▶ [Short exercise] Render the stretch of lines below, from the line containing "Guideline: mark the tree" through the final line, as a numbered list, omitting any blank lines.

▶ [Excerpted data]
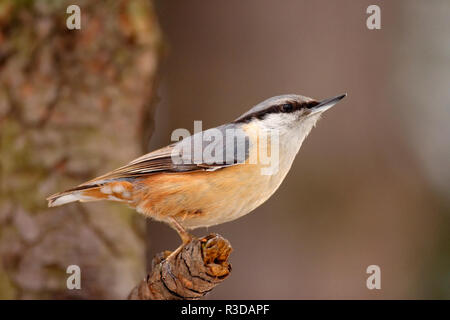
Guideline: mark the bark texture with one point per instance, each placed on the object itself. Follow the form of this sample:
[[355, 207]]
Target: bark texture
[[197, 269], [73, 104]]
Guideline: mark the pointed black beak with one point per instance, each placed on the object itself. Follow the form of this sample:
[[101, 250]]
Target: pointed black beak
[[328, 103]]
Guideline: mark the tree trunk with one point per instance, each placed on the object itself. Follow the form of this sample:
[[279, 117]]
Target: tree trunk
[[73, 105]]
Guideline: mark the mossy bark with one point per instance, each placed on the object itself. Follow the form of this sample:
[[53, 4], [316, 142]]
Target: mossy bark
[[73, 104]]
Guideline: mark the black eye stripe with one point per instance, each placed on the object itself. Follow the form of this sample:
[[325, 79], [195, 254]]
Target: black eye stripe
[[287, 107], [279, 108]]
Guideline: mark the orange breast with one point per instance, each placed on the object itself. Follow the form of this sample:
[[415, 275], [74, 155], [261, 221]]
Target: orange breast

▶ [The completed task]
1. Guideline: mark the tree trunk with one point per instance, each placed on the object itself. Follow the form of this sample:
2. [[279, 117]]
3. Target: tree trunk
4. [[73, 105]]
5. Guideline: mark the mossy bark with one point per instance, each placed on the object itself. Follow the form of this sample:
6. [[53, 4], [316, 142]]
7. Target: mossy bark
8. [[73, 104]]
9. Guideline: mark the black eye stripe with one point per instance, each placed on the object itself. Follow the form of this sample:
10. [[325, 79], [195, 254]]
11. Target: black eye stripe
12. [[287, 107], [279, 108]]
13. Guideline: mark the orange breast with one point per instance, each placed on the object itself. Follow the form of this sample:
14. [[415, 275], [74, 155], [261, 221]]
15. Target: orange breast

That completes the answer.